» **WRITTEN INSTRUCTION**
Rewrite the items from the start of the records up to and including the line with "x=747, y=614", switching "single pin" to "single marker" and leaving everything else unchanged.
───── EXCERPTED RECORDS ─────
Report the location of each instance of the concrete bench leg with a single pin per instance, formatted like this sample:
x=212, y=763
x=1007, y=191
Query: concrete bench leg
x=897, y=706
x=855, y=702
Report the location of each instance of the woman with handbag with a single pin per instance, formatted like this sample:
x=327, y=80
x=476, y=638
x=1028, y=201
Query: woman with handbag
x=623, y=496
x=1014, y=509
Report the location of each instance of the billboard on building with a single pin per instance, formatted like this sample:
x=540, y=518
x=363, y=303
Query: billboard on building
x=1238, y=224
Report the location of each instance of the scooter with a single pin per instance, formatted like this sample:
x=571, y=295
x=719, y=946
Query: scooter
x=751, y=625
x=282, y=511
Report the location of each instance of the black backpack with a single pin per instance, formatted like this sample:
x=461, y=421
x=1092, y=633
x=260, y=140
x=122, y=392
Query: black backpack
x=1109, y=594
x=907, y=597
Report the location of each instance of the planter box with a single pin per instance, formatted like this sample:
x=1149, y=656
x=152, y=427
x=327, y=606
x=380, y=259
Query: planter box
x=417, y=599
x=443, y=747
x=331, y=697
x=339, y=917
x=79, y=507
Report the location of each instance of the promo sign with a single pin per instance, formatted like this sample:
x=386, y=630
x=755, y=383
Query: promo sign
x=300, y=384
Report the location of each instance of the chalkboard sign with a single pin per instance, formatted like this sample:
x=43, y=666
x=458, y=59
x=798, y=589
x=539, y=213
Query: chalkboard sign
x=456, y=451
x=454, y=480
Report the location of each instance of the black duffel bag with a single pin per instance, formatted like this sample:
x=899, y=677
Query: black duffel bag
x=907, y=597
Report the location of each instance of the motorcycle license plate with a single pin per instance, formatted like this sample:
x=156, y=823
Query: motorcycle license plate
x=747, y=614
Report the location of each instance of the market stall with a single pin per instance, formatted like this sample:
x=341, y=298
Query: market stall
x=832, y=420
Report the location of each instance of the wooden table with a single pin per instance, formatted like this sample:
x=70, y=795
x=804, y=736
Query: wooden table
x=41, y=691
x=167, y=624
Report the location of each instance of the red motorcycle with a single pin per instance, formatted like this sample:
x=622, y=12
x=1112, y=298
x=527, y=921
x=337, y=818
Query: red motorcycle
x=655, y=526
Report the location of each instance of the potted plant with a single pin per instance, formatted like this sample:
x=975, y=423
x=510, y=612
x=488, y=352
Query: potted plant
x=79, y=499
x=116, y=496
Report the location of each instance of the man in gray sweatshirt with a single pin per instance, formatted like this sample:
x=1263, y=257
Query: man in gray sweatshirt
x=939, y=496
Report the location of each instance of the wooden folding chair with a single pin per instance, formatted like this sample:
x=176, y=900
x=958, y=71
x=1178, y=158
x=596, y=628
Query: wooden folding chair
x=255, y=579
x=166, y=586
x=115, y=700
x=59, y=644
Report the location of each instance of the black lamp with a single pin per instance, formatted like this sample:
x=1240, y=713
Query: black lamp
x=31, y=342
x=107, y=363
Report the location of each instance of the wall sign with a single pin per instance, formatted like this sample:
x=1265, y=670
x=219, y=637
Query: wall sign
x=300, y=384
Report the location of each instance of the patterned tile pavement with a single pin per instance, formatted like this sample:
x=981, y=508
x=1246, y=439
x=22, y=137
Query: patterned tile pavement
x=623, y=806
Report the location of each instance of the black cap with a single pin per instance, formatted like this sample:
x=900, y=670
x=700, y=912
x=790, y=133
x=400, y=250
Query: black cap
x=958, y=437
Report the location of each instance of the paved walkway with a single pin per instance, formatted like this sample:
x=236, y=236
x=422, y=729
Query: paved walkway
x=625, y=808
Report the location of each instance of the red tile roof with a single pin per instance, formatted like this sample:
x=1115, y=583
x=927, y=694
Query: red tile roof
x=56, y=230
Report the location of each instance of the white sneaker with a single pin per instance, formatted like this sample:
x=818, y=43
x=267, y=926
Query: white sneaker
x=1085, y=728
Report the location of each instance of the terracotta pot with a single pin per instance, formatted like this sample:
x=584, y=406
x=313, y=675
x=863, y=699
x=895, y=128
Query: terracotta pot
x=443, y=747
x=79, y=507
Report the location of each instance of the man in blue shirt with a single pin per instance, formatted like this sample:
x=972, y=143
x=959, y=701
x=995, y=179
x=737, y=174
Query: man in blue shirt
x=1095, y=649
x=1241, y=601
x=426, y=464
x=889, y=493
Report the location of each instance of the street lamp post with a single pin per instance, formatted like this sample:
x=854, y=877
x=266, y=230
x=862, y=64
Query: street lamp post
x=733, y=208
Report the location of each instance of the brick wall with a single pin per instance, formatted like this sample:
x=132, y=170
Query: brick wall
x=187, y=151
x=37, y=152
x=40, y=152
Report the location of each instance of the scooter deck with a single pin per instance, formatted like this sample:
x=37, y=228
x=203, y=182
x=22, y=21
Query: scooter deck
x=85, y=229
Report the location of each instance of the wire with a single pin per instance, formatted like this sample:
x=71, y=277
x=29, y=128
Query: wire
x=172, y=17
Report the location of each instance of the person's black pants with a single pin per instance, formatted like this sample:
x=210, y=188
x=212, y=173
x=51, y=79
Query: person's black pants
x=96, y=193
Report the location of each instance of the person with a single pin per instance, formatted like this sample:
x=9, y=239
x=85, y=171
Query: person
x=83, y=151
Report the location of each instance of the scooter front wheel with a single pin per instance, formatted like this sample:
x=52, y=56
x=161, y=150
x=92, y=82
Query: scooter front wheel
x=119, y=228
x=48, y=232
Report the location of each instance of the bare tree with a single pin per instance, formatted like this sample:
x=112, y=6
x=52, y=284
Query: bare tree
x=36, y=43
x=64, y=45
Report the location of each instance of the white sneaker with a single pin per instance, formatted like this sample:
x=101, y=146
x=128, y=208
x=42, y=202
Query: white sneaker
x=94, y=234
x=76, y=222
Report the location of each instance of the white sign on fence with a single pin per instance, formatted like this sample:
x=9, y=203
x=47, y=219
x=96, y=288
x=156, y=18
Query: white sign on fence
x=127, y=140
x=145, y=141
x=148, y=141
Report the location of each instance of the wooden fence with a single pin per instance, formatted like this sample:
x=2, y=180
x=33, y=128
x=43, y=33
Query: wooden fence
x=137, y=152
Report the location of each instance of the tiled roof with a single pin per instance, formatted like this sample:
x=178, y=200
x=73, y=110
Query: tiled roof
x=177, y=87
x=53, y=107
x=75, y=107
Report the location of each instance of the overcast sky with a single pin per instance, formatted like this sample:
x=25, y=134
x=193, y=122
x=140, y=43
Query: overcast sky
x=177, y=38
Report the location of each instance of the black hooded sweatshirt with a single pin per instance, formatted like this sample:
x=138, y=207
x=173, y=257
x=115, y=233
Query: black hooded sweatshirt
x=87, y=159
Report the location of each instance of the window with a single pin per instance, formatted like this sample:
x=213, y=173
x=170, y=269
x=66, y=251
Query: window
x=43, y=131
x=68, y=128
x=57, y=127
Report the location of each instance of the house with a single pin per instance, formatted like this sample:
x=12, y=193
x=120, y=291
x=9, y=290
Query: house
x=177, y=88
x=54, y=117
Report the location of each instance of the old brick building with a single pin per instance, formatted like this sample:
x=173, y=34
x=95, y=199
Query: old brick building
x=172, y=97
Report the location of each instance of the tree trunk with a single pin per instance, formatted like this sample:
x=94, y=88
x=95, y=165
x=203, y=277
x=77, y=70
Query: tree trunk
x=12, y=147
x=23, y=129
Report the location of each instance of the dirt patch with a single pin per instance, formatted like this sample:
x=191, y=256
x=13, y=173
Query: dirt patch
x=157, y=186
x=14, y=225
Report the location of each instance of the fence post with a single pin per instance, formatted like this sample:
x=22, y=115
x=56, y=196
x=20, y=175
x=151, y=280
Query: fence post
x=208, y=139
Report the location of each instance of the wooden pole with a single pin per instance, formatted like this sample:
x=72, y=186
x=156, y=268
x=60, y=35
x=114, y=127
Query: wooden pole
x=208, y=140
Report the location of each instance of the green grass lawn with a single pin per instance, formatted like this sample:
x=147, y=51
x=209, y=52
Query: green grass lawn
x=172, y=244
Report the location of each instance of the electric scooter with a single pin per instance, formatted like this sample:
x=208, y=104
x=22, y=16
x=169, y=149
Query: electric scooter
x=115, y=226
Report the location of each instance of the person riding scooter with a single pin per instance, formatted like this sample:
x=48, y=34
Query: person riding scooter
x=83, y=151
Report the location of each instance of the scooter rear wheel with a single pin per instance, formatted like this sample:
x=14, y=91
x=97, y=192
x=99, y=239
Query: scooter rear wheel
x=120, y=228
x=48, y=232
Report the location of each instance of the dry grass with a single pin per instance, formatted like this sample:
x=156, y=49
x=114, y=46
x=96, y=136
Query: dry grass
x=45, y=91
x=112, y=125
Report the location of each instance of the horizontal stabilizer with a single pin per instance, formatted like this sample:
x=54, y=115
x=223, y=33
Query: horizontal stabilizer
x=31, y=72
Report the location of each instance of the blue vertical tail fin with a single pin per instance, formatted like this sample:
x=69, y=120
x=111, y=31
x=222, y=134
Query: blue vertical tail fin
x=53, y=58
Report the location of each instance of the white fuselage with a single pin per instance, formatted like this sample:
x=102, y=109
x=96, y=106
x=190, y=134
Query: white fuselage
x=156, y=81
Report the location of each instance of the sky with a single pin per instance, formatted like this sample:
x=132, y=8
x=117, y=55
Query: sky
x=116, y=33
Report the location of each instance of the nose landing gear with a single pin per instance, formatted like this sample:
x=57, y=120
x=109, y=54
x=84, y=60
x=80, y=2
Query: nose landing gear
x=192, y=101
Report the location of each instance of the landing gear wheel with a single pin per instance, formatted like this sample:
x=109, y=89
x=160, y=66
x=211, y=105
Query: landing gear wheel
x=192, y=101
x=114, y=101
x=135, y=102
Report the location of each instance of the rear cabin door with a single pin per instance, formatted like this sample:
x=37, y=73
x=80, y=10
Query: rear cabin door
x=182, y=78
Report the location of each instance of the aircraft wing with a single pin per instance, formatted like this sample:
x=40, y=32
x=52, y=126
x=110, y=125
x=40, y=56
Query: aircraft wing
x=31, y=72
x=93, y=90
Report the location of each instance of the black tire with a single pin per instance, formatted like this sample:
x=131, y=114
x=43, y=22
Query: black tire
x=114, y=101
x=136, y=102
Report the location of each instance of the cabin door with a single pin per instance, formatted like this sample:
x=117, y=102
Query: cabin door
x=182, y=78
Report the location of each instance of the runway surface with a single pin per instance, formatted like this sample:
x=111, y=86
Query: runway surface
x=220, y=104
─────
» **OUTPUT BELOW**
Report the location of each instance of the concrete bench leg with a single marker per instance, formatted like this sample:
x=212, y=763
x=1007, y=191
Query: concrete bench leg
x=897, y=706
x=855, y=702
Report the location of each instance of the woman with handbag with a single marker per instance, formatted like this sample:
x=327, y=80
x=476, y=638
x=1028, y=201
Query: woman with handbag
x=623, y=496
x=1014, y=509
Report the location of each instance of the billboard on building with a single marker per instance, formatted like this sample:
x=540, y=518
x=363, y=303
Query: billboard on building
x=1238, y=224
Report the location of each instance of the scooter with a single marker per instance, formatted like this sample:
x=571, y=295
x=719, y=946
Query: scooter
x=751, y=625
x=282, y=511
Report the location of each instance of the black backpack with a single marker per instance, formatted like this sample:
x=461, y=421
x=1092, y=633
x=260, y=140
x=122, y=392
Query: black backpack
x=1109, y=594
x=907, y=597
Report the location of each instance of the planter box with a single marker per instance, formatted like this sample:
x=1149, y=656
x=152, y=427
x=327, y=606
x=380, y=259
Query: planter box
x=417, y=599
x=443, y=747
x=331, y=697
x=339, y=917
x=79, y=507
Report the location of each instance of the promo sign with a single marker per instance, formatted like this sample:
x=386, y=630
x=755, y=383
Query: promo sign
x=300, y=384
Report the location of each instance of the chalkboard sign with a single marker per instance, formatted like this sample:
x=43, y=666
x=458, y=59
x=798, y=589
x=539, y=213
Query: chalkboard sign
x=456, y=451
x=454, y=480
Report the location of each instance of the black duffel bag with a single marker per instance, formatted like this sample:
x=899, y=677
Query: black duffel bag
x=907, y=597
Report the location of each instance of the motorcycle license plate with a single marker per instance, formatted like this sample:
x=156, y=823
Query: motorcycle license plate
x=747, y=614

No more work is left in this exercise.